- Problem to work on: Write out all of the entries again, swapping every "Return value" for "Result" and keeping everything else unchanged. Leave the pictures out.

─── Stored rows ───

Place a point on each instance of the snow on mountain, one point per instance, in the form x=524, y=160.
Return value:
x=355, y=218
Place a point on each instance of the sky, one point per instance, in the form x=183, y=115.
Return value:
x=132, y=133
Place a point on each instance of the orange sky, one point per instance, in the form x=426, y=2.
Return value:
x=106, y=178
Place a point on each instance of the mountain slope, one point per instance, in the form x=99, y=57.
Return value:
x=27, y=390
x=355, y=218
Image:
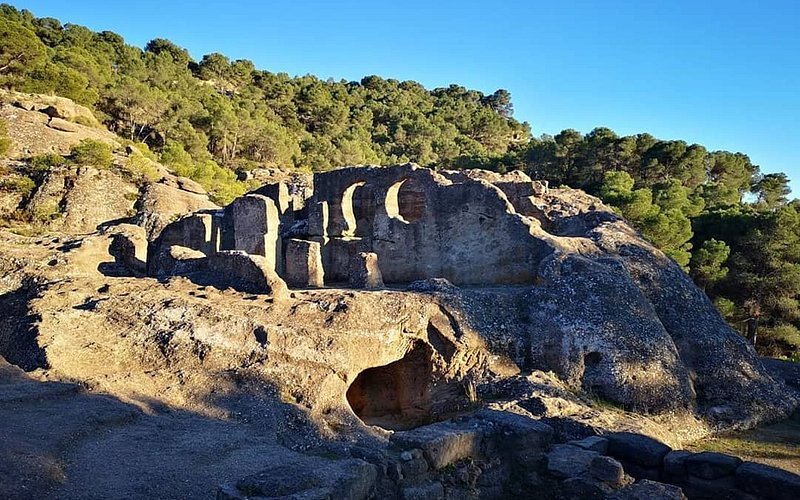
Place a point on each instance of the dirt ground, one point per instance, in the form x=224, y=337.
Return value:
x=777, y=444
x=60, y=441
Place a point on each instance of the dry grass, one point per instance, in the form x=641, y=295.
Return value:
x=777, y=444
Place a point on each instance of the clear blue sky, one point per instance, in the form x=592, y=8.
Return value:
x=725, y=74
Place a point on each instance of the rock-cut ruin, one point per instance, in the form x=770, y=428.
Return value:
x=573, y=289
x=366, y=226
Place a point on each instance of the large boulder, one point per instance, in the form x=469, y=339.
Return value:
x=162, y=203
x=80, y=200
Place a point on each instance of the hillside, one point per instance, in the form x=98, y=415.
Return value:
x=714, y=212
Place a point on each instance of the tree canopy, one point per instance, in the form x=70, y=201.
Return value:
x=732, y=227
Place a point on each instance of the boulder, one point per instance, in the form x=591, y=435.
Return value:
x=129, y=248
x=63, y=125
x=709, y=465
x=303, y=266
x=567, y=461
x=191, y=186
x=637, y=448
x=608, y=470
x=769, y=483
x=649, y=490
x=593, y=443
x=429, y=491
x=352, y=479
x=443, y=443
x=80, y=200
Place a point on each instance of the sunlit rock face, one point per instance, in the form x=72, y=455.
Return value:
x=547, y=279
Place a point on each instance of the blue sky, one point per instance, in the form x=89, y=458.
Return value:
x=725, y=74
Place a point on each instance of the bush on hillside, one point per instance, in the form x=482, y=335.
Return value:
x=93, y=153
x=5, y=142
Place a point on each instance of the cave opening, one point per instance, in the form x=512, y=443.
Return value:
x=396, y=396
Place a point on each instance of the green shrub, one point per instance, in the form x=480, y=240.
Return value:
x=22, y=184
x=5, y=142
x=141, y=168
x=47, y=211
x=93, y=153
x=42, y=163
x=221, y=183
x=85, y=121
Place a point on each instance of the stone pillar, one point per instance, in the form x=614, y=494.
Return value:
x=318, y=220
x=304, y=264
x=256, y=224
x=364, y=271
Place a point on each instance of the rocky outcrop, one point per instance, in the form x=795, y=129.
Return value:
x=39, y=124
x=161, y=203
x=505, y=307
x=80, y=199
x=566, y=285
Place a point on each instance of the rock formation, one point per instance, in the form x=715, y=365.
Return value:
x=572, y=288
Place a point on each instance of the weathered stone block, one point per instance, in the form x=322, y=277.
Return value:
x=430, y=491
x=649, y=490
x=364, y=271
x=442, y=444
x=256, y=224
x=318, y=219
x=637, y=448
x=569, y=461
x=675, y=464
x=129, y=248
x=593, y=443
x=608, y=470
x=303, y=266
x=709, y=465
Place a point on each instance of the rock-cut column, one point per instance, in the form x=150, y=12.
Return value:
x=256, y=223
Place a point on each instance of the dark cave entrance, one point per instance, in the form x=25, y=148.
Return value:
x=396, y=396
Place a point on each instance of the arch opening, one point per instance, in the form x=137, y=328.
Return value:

───

- Answer for this exercise:
Place a point on each instance of the snow on mountain, one point per instance, in the form x=524, y=160.
Result:
x=355, y=218
Place a point on each instance of the sky, one point per instance, in the form x=183, y=115.
Result:
x=132, y=133
Place a point on each instance of the orange sky, one point per instance, in the form x=426, y=2.
Result:
x=106, y=178
Place a point on each instance of the mountain slope, one point per instance, in the form x=99, y=57.
Result:
x=27, y=390
x=355, y=218
Image:
Place a point on each instance of the dirt ground, one point per instance, in the form x=224, y=337.
Result:
x=777, y=444
x=60, y=441
Place a point on each instance of the dry grass, one point per instance, in the form x=641, y=295.
Result:
x=777, y=444
Place a point on each instance of the clear blue sky, one point per instance, in the form x=592, y=8.
Result:
x=725, y=74
Place a point on each instance of the rock-cut ruin, one point per instance, in the form x=770, y=428.
Result:
x=573, y=289
x=366, y=226
Place a point on each instance of the large boulder, one point per instance, in the form x=469, y=339.
Result:
x=162, y=203
x=80, y=200
Place a point on each instance of the hillside, one point per instance, in the form x=98, y=415.
Result:
x=714, y=212
Place a point on each instance of the tree canopy, one point per instance, in the form x=70, y=201.
Result:
x=732, y=227
Place a point on each instance of the boulder, one point per instance, in the form x=591, y=435.
Result:
x=129, y=248
x=63, y=125
x=709, y=465
x=303, y=266
x=567, y=461
x=191, y=186
x=637, y=448
x=608, y=470
x=769, y=483
x=649, y=490
x=593, y=443
x=429, y=491
x=352, y=479
x=443, y=443
x=80, y=200
Place a point on each instance of the sunlit rock face, one point per instance, in the form x=72, y=455.
Result:
x=547, y=279
Place a point on each instance of the blue sky, one point per instance, in the form x=89, y=458.
Result:
x=725, y=74
Place a point on each instance of the bush on hillside, one point per instance, in the form x=482, y=335.
Result:
x=93, y=153
x=5, y=142
Place a point on each instance of the cave opening, one point per instance, in the form x=512, y=443.
Result:
x=396, y=396
Place a point on each instance of the green shrub, one point per instance, in the form x=480, y=240.
Result:
x=22, y=184
x=5, y=142
x=141, y=168
x=47, y=211
x=93, y=153
x=42, y=163
x=221, y=183
x=85, y=121
Place a point on each instance of the stone pillar, one point per instance, in the form x=614, y=494.
Result:
x=318, y=220
x=304, y=264
x=256, y=224
x=364, y=271
Place a point on each instance of the rocky outcrop, one point per instance, in the form x=795, y=129.
Result:
x=39, y=124
x=161, y=203
x=505, y=307
x=80, y=199
x=566, y=285
Place a point on each instance of the rock formation, one point per instance, in the form x=715, y=365.
Result:
x=572, y=288
Place a point on each instance of the weathered stone block, one point per instance, in the form x=322, y=277.
Result:
x=430, y=491
x=649, y=490
x=364, y=271
x=442, y=444
x=256, y=224
x=318, y=219
x=637, y=448
x=569, y=461
x=675, y=464
x=129, y=248
x=593, y=443
x=608, y=470
x=303, y=266
x=709, y=465
Place a point on each instance of the rock-cut column, one point per instance, in the form x=150, y=12.
Result:
x=256, y=223
Place a point on each instance of the dark cave entrance, one point per instance, in the form x=25, y=148.
Result:
x=396, y=396
Place a point on each instance of the arch opening, one point per instance, in the form x=137, y=328.
Result:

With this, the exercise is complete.